SOURCE DOCUMENT =>
- - - - -

Slides 3, 4 and 5, which set out facts about the energy trilemma, global demographics, and the contrast in energy consumption and projected population growth between more developed and less developed economies of the world, did not provoke as much discussion. Fortunately there was little disagreement with the data, as this was crucial for setting the scene on the last slide.
The discussion on the last slide was that the growth in energy demand and the continued need for oil was something that wasn’t often shown. One very interesting comment was that at the recent ATCE in Houston, people had started to use the phrases “energy addition” or “energy expansion” instead of “energy transition”. To me this makes a lot of sense. To meet growing demand for energy, it would make sense to build more energy sources that meet our current aspirations / societal expectations for sustainable energy. Whether that energy is sustainable and reliable, or sustainable and cheap remains to be seen (remember you can’t have all three in your cake and eat it too). Thus, a large portion of future growth in energy demand is likely to come from renewables. Yet against this backdrop there is still room for growth in oil production. Oil may not remain as the largest source of energy in the world, but that doesn’t mean it will go into decline. Much like how China is often maligned as being dependent on a growing coal industry, how many are also aware that there has been massive growth in renewable energy in that country? Again, it is not an either / or conservation. The future energy needs of this planet will be met from a variety of sources.
The final slide also sparked a discussion on carbon capture and storage technologies. That with growth in that particular technology, the balance of carbon-intensive to low-carbon sources would shift further towards the sustainable axis as it is possible to offset a portion of the carbon dioxide emissions through capture and sequestration. The concept of “artificial trees” was mentioned as a concept, albeit one that had been dismissed on the grounds that you couldn’t possible build millions and millions of artificial trees. The person contributing to the discussion merely noted that last year the world apparently manufactured 85 million new vehicles. That puts the dismissive comments into perspective. If we deny ourselves the imagination to consider how a solution could be implemented, then all we are doing is putting barriers in place towards its eventual acceptance. Good solutions will usually win through. Eventually.

- - - - -

[Extracted records]
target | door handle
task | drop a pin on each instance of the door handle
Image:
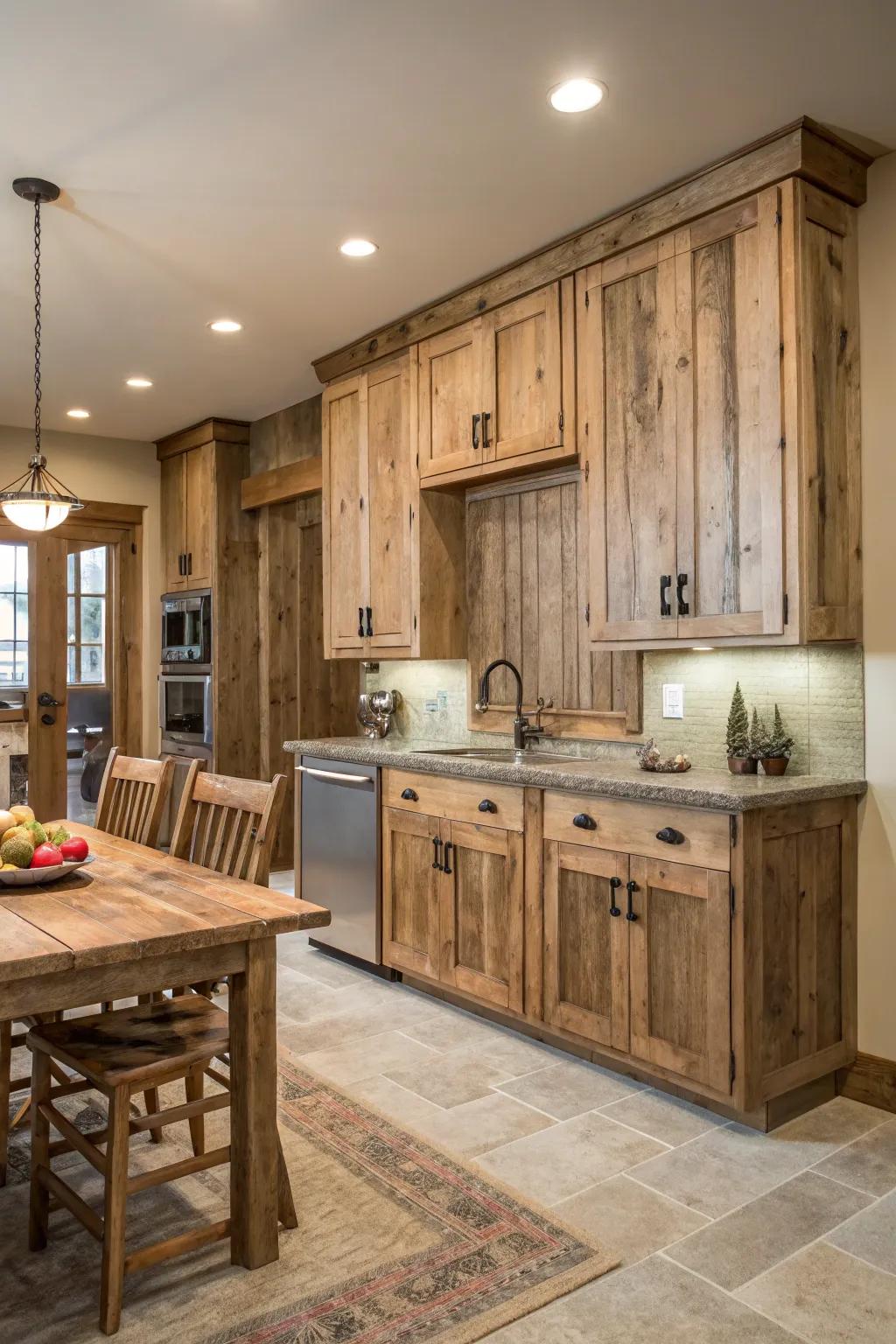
(680, 586)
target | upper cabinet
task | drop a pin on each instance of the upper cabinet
(496, 394)
(393, 559)
(696, 385)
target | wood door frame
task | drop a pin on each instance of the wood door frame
(121, 527)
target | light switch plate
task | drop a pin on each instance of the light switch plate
(673, 701)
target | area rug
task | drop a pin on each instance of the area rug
(396, 1242)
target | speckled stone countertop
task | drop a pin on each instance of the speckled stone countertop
(717, 789)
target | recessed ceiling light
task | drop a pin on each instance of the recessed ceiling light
(577, 94)
(358, 248)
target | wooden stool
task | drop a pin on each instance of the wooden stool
(122, 1053)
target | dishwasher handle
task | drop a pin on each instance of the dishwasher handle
(352, 781)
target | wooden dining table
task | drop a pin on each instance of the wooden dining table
(136, 920)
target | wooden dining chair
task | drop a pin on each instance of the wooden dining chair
(228, 824)
(133, 797)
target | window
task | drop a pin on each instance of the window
(88, 617)
(14, 614)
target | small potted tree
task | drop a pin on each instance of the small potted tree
(775, 747)
(740, 760)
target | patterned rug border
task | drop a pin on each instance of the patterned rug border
(298, 1324)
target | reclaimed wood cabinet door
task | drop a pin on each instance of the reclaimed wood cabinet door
(173, 521)
(410, 892)
(586, 942)
(626, 376)
(199, 478)
(451, 401)
(680, 968)
(391, 414)
(730, 429)
(481, 913)
(522, 376)
(346, 514)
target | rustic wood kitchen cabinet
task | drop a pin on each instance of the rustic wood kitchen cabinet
(393, 559)
(710, 952)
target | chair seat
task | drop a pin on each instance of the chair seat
(130, 1046)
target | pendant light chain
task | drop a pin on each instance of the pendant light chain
(37, 324)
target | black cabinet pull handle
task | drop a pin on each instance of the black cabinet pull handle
(670, 836)
(680, 586)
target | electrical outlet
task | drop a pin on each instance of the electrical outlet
(673, 701)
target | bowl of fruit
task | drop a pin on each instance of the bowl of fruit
(32, 854)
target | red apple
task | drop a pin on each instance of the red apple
(46, 857)
(74, 848)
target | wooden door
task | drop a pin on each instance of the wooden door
(586, 942)
(522, 376)
(391, 449)
(199, 473)
(410, 892)
(680, 967)
(481, 913)
(730, 437)
(346, 515)
(173, 522)
(626, 375)
(451, 401)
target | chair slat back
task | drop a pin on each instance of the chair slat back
(133, 797)
(228, 825)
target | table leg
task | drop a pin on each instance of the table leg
(253, 1113)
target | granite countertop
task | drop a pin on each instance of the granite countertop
(607, 779)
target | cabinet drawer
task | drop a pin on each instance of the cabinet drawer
(633, 828)
(456, 799)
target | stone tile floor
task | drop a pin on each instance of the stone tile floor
(723, 1234)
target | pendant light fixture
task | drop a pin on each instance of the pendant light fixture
(37, 500)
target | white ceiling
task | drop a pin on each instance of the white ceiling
(215, 152)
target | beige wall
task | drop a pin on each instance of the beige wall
(117, 471)
(878, 827)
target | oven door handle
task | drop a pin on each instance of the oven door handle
(354, 781)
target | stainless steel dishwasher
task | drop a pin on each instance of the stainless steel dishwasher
(340, 852)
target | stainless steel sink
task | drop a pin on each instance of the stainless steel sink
(501, 754)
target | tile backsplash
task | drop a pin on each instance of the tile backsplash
(820, 692)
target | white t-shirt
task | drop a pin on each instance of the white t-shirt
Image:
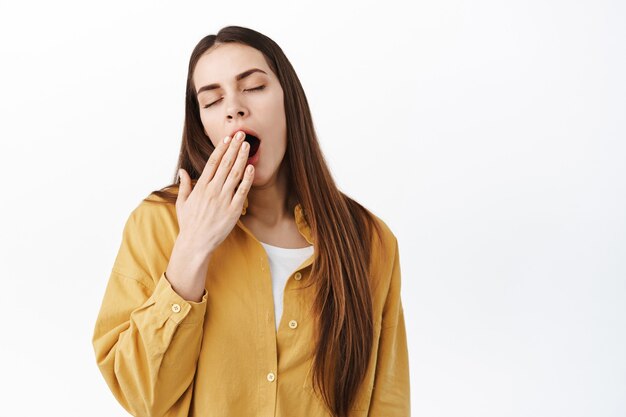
(283, 262)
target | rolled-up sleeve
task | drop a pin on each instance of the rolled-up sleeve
(147, 338)
(391, 392)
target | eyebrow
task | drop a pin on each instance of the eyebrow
(238, 77)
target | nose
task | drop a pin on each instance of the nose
(236, 109)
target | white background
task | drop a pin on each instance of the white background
(489, 135)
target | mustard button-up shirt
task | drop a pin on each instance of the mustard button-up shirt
(162, 355)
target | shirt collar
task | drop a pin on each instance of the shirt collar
(303, 226)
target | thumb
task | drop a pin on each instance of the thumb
(184, 189)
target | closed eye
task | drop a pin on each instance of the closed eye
(261, 87)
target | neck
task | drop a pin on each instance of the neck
(269, 204)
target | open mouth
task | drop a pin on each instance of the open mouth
(254, 144)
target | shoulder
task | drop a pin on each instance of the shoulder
(384, 242)
(154, 213)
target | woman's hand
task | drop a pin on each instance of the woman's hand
(208, 213)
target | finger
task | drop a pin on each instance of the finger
(228, 159)
(242, 191)
(184, 189)
(234, 176)
(214, 160)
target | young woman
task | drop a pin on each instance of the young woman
(253, 287)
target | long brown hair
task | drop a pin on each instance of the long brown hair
(341, 227)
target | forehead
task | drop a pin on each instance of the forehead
(221, 64)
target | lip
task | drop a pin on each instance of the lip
(246, 131)
(255, 159)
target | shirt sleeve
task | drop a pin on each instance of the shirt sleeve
(391, 392)
(147, 338)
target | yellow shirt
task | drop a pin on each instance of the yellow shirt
(162, 355)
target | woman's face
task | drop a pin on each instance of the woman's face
(230, 104)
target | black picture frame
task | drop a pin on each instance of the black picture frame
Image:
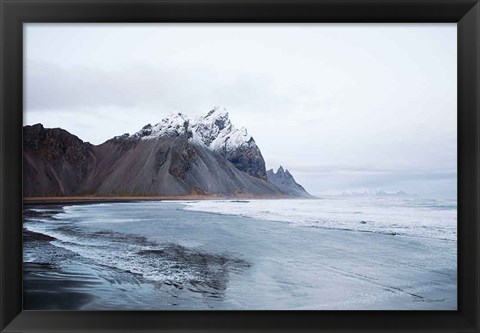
(466, 13)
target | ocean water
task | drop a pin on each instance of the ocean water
(330, 253)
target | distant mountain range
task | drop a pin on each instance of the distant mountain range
(376, 194)
(178, 156)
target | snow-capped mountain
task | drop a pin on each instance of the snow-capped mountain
(284, 180)
(216, 132)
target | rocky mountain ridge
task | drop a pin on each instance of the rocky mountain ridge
(177, 156)
(284, 181)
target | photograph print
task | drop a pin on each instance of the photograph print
(240, 167)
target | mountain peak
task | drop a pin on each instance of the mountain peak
(284, 180)
(218, 111)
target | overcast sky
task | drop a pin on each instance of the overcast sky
(342, 106)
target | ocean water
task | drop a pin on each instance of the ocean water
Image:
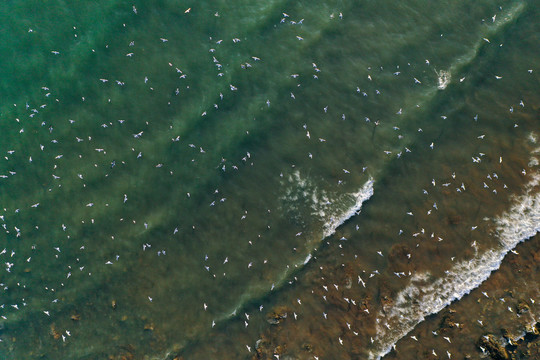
(268, 179)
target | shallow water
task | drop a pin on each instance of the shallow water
(236, 179)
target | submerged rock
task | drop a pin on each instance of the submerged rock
(496, 350)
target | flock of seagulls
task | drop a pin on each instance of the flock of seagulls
(491, 183)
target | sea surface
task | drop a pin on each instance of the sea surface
(269, 179)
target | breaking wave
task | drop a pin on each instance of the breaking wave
(423, 296)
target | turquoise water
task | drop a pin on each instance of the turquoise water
(175, 174)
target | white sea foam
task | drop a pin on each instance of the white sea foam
(303, 197)
(338, 218)
(424, 296)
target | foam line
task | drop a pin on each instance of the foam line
(423, 296)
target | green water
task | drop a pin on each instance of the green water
(167, 172)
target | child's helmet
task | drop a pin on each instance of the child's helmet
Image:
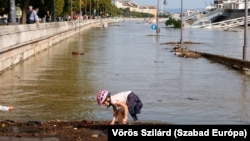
(101, 96)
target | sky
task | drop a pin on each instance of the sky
(174, 4)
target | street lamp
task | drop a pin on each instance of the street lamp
(245, 47)
(181, 22)
(12, 13)
(157, 18)
(54, 12)
(245, 31)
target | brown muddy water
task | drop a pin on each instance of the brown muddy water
(58, 85)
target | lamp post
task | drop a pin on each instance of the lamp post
(245, 47)
(12, 13)
(71, 13)
(245, 31)
(54, 11)
(157, 18)
(181, 23)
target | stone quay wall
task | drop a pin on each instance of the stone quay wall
(19, 42)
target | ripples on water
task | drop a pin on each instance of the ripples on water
(58, 85)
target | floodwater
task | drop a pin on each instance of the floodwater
(55, 84)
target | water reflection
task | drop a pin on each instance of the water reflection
(58, 85)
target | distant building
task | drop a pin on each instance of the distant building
(134, 7)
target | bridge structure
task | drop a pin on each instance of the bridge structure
(225, 24)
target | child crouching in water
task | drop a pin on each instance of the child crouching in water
(6, 108)
(122, 104)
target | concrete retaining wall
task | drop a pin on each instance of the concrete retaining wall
(19, 42)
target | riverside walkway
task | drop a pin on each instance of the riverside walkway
(19, 42)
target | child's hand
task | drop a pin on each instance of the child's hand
(11, 108)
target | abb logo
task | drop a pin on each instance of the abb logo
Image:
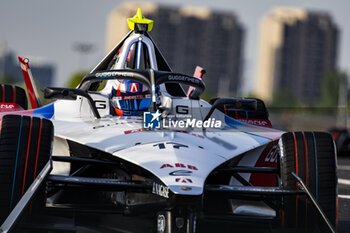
(179, 165)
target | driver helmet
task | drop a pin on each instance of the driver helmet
(130, 98)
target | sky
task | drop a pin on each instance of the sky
(47, 30)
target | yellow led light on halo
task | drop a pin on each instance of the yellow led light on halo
(139, 19)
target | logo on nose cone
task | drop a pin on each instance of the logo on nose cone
(151, 120)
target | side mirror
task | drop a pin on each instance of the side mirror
(70, 94)
(249, 105)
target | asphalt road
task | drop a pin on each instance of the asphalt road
(93, 223)
(344, 194)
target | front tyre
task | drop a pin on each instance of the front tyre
(25, 148)
(312, 156)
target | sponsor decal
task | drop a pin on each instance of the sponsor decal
(134, 87)
(175, 145)
(100, 104)
(183, 180)
(268, 158)
(186, 188)
(183, 78)
(181, 173)
(160, 190)
(161, 223)
(191, 123)
(179, 165)
(7, 106)
(151, 120)
(257, 122)
(272, 155)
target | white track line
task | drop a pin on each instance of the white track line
(344, 196)
(343, 181)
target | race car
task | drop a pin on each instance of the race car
(135, 141)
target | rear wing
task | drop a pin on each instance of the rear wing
(29, 81)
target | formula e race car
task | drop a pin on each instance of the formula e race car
(134, 149)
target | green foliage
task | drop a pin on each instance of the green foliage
(330, 85)
(76, 78)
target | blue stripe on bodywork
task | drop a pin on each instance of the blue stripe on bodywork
(46, 111)
(16, 162)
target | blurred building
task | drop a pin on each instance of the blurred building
(190, 36)
(9, 68)
(297, 48)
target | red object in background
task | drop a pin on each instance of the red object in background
(28, 79)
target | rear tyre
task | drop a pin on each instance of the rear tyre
(13, 94)
(25, 148)
(261, 112)
(312, 156)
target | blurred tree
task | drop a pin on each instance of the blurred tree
(283, 98)
(331, 85)
(75, 79)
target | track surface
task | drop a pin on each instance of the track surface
(344, 194)
(93, 223)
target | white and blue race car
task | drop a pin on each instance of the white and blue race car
(135, 139)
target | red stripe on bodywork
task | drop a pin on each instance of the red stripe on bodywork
(3, 92)
(25, 166)
(268, 158)
(38, 148)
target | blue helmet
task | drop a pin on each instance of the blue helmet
(130, 98)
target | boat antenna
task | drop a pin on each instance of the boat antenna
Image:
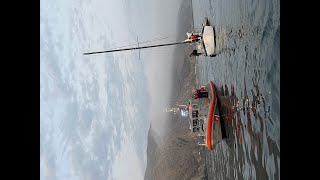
(142, 47)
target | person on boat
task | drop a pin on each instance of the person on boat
(195, 53)
(200, 94)
(192, 37)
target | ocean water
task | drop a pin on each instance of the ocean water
(246, 72)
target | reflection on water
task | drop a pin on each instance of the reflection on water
(246, 72)
(243, 154)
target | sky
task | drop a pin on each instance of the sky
(95, 111)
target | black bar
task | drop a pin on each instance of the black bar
(143, 47)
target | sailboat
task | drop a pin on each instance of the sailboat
(205, 40)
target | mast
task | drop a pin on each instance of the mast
(142, 47)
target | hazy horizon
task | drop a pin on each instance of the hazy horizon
(95, 111)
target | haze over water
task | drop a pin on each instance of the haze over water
(247, 74)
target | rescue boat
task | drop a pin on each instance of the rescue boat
(204, 116)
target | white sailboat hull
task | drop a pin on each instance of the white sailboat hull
(208, 40)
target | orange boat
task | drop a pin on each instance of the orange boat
(204, 115)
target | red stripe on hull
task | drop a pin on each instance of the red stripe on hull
(210, 116)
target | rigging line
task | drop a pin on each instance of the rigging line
(160, 38)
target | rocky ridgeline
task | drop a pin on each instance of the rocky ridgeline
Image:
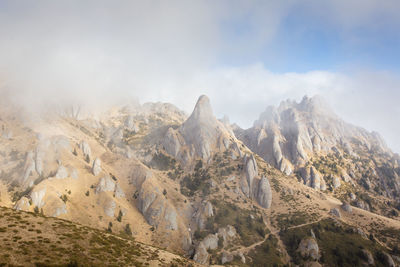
(200, 136)
(294, 137)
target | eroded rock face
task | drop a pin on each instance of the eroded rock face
(362, 205)
(109, 208)
(201, 255)
(227, 234)
(292, 135)
(226, 257)
(309, 248)
(22, 204)
(335, 212)
(336, 182)
(155, 207)
(106, 184)
(84, 146)
(389, 260)
(62, 172)
(200, 136)
(211, 241)
(346, 207)
(37, 197)
(96, 168)
(264, 195)
(171, 142)
(368, 256)
(252, 186)
(203, 213)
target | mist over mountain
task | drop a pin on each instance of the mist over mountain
(199, 133)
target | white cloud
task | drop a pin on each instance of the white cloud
(101, 52)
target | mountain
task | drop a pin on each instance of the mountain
(328, 154)
(287, 191)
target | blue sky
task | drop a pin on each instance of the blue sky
(245, 55)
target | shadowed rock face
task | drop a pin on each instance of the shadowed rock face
(293, 135)
(200, 136)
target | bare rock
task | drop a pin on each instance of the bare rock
(335, 212)
(264, 194)
(62, 172)
(335, 182)
(368, 256)
(96, 168)
(389, 260)
(172, 143)
(22, 204)
(362, 205)
(84, 146)
(201, 255)
(109, 208)
(346, 207)
(106, 184)
(309, 248)
(171, 219)
(226, 257)
(227, 234)
(74, 173)
(211, 241)
(118, 192)
(37, 197)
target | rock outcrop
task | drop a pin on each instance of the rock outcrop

- - - - -

STUDY QUESTIONS =>
1 > Edit the stretch of the energy passage from "Slides 3, 4" through "the last slide.", replacing "data" with "figures".
2 > In the energy passage, how many new vehicles did the contributor say the world manufactured last year?
3 > Carry on the energy passage from the point where it ends.
These lines have no connection to the passage about energy.

RESPONSES IN ORDER =>
1 >
Slides 3, 4 and 5, which set out facts about the energy trilemma, global demographics, and the contrast in energy consumption and projected population growth between more developed and less developed economies of the world, did not provoke as much discussion. Fortunately there was little disagreement with the figures, as this was crucial for setting the scene on the last slide.

2 > 85 million new vehicles.

3 >
Energy is fundamental to a comfortable life for societies in our world. As the world population continues to grow, and as economies continue to develop, the average energy consumption per capita will continue to increase. Perhaps we won’t ever reach a global average on a par with current energy consumption per capita in developed countries, but as energy efficiency is implemented there should be a convergence in energy consumption per capita between the developing economies and the developed economies.
Overall this means that energy consumption will inevitably continue to grow. Much of that future growth could be met by renewable sources, yet even in that scenario there is still likely to be growth in oil and gas demand. So to come back to the original question, given the trends in historical energy demand and the often touted energy transition, will there be a future for the oil and gas industry? I believe the answer is a resounding “of course”. The challenge for those in the industry, is how to deliver new field developments and sustain existing production, in an environment where society seems desperate to avoid being seen to finance or support the oil industry? Well that question will need to wait for another day.